**DIRECTION 1**
Pick out and copy every line of the records that contains the string "boulder", matching case exactly.

-- begin PAGE EXTRACT --

Re: [PATCH] Command line parsing of ls with genparse

2007-08-29 Thread Michael Geng
On Tue, Aug 28, 2007 at 01:21:46PM -0700, Eric Blake-1 wrote:
> > +++ coreutils-6.9/src/ls.c  2007-08-26 19:58:20.0 +0200
> > @@ -76,7 +76,6 @@
> >  # define SA_RESTART 0
> >  #endif
> >  
> > -#include "system.h"
> >  #include 
> 
> Why are you deleting this include?  Without it, how do you ensure
> that  is pulled in before anything else?  If you intend for
> ls-clp.h to fill this role, then it must be included before any
> system files.  Also, are you sure you are not falling foul of
> any 'make distcheck' rules in Makefile.maint?

I need the following definitions in ls-clp.c:

1. the i18n macro _()
2. the definition of PACKAGE_BUGREPORT
3. the definition of true and false

I got everything by including system.h in ls-clp.c. Unfortunately
I had to exclude it from ls.c then because there were duplicate 
definitons. I entered this when I wrote the patch for the wc command
and at that time I was happy to get it compiled, that's all.

I'm sure there is a better solution. Maybe I have to include other
files. I agree that this has to be fixed.

-- end PAGE EXTRACT --

**DIRECTION 2**
Extend the reply about the genparse patch for ls, starting after its last sentence.

-- begin RECORD EXCERPTS --

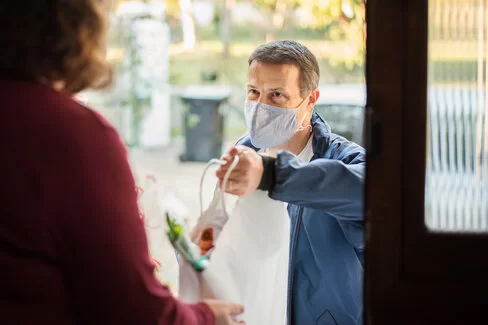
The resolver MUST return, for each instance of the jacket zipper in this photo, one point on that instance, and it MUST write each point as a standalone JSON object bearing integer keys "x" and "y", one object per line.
{"x": 292, "y": 263}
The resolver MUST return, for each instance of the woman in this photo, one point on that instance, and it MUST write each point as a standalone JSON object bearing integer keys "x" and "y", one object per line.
{"x": 72, "y": 246}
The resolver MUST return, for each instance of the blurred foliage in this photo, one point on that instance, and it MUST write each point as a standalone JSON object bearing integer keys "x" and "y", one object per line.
{"x": 343, "y": 20}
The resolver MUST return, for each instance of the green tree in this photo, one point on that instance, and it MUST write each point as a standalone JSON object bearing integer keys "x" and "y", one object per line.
{"x": 344, "y": 21}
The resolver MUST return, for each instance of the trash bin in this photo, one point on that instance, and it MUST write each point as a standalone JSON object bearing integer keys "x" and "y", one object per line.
{"x": 203, "y": 122}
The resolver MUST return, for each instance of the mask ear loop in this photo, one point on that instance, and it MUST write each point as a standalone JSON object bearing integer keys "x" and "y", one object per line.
{"x": 301, "y": 127}
{"x": 224, "y": 182}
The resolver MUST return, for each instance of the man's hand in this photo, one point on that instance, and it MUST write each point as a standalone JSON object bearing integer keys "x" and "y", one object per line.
{"x": 246, "y": 176}
{"x": 224, "y": 312}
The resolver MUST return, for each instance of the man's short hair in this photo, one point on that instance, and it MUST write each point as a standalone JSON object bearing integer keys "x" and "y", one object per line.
{"x": 291, "y": 52}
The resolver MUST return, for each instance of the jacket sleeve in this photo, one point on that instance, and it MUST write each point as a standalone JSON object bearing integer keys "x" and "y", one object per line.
{"x": 334, "y": 184}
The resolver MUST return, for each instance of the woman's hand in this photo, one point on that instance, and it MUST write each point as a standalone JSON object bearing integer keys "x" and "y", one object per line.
{"x": 225, "y": 311}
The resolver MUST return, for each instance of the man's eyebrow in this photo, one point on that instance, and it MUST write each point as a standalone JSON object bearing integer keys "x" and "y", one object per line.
{"x": 278, "y": 89}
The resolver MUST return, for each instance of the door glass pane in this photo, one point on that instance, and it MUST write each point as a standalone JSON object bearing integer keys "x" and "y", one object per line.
{"x": 456, "y": 193}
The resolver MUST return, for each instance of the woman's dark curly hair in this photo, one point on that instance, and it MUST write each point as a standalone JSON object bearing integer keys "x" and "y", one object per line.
{"x": 53, "y": 41}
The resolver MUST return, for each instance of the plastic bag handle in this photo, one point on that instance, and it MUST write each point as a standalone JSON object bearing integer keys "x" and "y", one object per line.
{"x": 224, "y": 182}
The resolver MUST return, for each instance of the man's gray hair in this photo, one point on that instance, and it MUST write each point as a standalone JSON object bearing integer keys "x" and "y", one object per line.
{"x": 291, "y": 52}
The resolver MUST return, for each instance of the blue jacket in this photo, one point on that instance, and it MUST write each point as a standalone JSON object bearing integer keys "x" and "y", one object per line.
{"x": 325, "y": 199}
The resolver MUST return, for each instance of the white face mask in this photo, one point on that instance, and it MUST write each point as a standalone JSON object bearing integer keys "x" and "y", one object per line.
{"x": 271, "y": 126}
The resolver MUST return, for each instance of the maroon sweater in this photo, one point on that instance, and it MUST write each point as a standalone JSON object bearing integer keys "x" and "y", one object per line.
{"x": 73, "y": 249}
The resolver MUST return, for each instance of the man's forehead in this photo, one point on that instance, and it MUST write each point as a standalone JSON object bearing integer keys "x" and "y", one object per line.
{"x": 283, "y": 76}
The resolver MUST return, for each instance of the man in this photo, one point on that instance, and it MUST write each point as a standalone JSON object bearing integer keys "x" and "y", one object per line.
{"x": 291, "y": 153}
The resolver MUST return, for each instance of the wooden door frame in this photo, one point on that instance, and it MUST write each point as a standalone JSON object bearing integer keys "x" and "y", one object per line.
{"x": 406, "y": 265}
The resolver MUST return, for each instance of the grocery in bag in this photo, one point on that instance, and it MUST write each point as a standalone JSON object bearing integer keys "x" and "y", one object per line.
{"x": 241, "y": 257}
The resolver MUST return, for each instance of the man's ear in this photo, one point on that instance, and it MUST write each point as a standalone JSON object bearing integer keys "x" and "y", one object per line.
{"x": 313, "y": 98}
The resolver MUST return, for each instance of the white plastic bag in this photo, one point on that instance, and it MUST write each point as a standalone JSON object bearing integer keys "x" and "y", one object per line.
{"x": 249, "y": 263}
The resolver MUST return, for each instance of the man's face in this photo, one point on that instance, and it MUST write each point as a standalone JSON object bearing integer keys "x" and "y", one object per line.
{"x": 277, "y": 85}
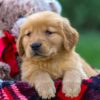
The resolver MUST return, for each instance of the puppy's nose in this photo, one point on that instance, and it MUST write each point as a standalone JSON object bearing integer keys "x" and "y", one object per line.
{"x": 36, "y": 46}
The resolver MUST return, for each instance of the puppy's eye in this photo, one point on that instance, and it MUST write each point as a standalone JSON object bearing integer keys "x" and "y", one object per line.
{"x": 48, "y": 32}
{"x": 28, "y": 33}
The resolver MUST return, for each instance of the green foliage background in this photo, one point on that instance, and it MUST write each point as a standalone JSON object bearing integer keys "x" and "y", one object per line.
{"x": 82, "y": 13}
{"x": 85, "y": 17}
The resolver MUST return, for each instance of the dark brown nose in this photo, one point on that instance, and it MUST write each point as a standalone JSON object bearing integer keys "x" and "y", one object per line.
{"x": 36, "y": 46}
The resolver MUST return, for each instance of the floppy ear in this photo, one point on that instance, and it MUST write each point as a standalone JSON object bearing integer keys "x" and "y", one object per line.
{"x": 20, "y": 48}
{"x": 70, "y": 35}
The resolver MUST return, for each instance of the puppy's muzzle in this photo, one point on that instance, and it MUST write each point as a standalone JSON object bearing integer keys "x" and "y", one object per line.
{"x": 36, "y": 46}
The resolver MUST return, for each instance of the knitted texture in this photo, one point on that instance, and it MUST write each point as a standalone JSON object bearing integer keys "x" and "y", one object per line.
{"x": 8, "y": 53}
{"x": 17, "y": 90}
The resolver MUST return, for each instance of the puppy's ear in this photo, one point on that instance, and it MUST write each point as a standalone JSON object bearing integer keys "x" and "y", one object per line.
{"x": 70, "y": 35}
{"x": 20, "y": 48}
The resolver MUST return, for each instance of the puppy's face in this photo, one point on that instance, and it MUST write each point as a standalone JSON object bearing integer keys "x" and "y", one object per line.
{"x": 46, "y": 34}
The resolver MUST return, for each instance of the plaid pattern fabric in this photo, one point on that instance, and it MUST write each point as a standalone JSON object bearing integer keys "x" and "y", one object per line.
{"x": 17, "y": 90}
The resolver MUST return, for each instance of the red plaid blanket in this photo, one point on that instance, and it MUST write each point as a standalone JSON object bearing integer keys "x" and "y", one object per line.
{"x": 17, "y": 90}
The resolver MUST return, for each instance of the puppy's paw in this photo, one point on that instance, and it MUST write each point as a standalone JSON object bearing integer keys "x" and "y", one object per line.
{"x": 71, "y": 88}
{"x": 46, "y": 90}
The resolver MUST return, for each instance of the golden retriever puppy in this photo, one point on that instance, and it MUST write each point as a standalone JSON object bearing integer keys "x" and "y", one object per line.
{"x": 47, "y": 46}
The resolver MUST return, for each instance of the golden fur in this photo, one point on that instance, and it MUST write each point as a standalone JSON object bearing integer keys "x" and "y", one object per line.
{"x": 56, "y": 57}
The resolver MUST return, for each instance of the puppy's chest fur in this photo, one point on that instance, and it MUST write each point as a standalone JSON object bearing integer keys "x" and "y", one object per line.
{"x": 56, "y": 67}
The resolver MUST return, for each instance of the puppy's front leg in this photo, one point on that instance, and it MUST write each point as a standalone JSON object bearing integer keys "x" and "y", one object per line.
{"x": 44, "y": 85}
{"x": 72, "y": 83}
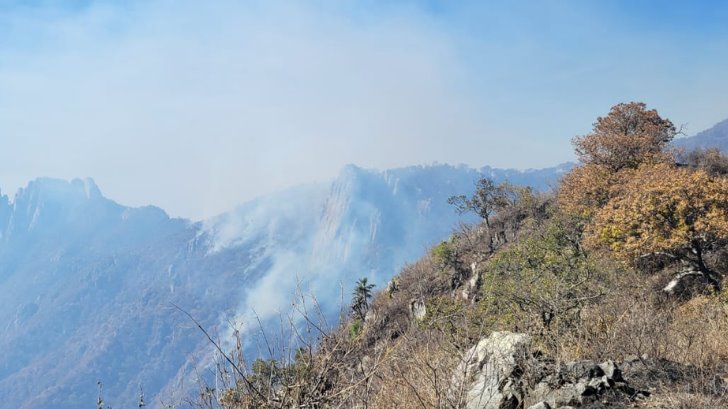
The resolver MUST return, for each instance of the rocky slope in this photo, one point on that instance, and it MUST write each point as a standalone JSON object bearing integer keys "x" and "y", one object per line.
{"x": 87, "y": 283}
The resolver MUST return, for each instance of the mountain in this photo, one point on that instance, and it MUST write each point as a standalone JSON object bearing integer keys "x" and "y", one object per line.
{"x": 88, "y": 284}
{"x": 715, "y": 137}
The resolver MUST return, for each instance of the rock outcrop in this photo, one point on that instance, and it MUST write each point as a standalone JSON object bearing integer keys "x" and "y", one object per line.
{"x": 500, "y": 372}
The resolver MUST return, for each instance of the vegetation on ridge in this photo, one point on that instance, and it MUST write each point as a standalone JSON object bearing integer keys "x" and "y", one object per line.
{"x": 625, "y": 260}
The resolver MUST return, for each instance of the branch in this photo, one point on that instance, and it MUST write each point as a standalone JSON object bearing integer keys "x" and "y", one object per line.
{"x": 217, "y": 346}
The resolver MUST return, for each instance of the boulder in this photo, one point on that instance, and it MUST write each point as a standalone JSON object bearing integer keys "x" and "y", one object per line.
{"x": 500, "y": 372}
{"x": 488, "y": 377}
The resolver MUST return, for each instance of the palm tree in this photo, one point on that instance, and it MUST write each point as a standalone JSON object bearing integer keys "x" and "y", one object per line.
{"x": 362, "y": 294}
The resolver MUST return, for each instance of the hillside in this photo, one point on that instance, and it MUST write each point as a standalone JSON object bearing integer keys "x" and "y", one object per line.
{"x": 608, "y": 293}
{"x": 714, "y": 137}
{"x": 87, "y": 283}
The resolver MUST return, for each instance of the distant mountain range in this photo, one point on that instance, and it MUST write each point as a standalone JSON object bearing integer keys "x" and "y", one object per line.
{"x": 715, "y": 137}
{"x": 87, "y": 283}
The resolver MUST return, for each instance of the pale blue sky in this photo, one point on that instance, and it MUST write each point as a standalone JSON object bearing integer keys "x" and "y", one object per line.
{"x": 198, "y": 106}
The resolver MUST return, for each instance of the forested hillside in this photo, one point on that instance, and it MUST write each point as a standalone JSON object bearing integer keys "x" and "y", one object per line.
{"x": 606, "y": 293}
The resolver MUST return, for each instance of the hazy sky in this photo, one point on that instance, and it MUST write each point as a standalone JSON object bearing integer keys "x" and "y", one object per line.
{"x": 198, "y": 106}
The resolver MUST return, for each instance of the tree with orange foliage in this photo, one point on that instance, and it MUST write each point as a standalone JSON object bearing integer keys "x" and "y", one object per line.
{"x": 668, "y": 211}
{"x": 628, "y": 137}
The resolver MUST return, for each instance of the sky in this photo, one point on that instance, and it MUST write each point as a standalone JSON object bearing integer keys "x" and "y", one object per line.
{"x": 197, "y": 106}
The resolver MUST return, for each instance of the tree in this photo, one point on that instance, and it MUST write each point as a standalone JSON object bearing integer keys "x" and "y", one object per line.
{"x": 362, "y": 294}
{"x": 627, "y": 138}
{"x": 668, "y": 211}
{"x": 486, "y": 200}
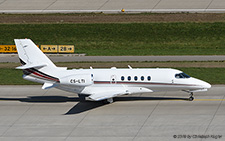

-- end RECORD EXCERPTS --

**EXERCISE OUTPUT 1**
The resolver MUST return, for each instance of the boulder in this photo, one point on that instance, and it MUST write each point as a standalone JSON object bearing integer keys "x" and "y", one object per line.

**EXERCISE OUTPUT 2**
> > +  Cmdline(&cmdline, argc, argv);
> 
> GNU coding standards want a space between the function
> name and open (.

Right, thanks.

> > +/* Extract the following section an process it with genparse
> > +   (see http://genparse.sourceforge.net) in order to generate a parser
> > +   for the command line arguments and a usage function for printing a
> > help 
> > +   screen. */
> > +
> > +/* genparse file starts here
> > +#include 
> > +#include "system.h"
> > +#include "ls.h"
> > +
> > +#exit_value LS_FAILURE
> 
> I know the C standard requires this, but in practice, are all
> C preprocessors tolerant of comments that contain lines
> that look like preprocessing directives but which are not?

That's potentially another drawback of embedding the genparse files in the
C sources.

> > +NONE / helpflag"display this help and exit"
> > +NONE / version flag"output version information and 
> > exit"
> 
> It looks like one drawback of using genparse is that you lose
> the system.h magic that ensures consistency between all
> the apps with --help and --version, since you can't really
> use the preprocessor macros *_HELP_OPTION_* here.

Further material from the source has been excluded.